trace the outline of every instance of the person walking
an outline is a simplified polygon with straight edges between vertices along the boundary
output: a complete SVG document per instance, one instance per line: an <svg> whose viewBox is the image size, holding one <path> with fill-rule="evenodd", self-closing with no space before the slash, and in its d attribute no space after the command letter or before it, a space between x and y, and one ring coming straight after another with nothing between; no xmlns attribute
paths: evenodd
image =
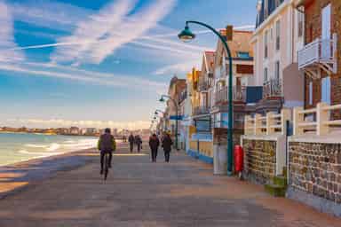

┄┄┄┄┄┄┄┄┄┄

EXERCISE: Please swap "walking" for "running" throughout the data above and write its lines out again with nothing else changed, leaving the pictures out.

FINISHED EXERCISE:
trace the outline of every instance of the person running
an outline is a simplified polygon with straight edges between vertices along the boundary
output: a complete SVG document per instance, one instance per line: an <svg> whose viewBox is the image size, holding one <path> with fill-rule="evenodd", self-closing with no space before the slash, and in its d attribute no space after the command letter or before it, a space between x and y, and one ring coming straight after another with nothing between; no xmlns attribute
paths: evenodd
image =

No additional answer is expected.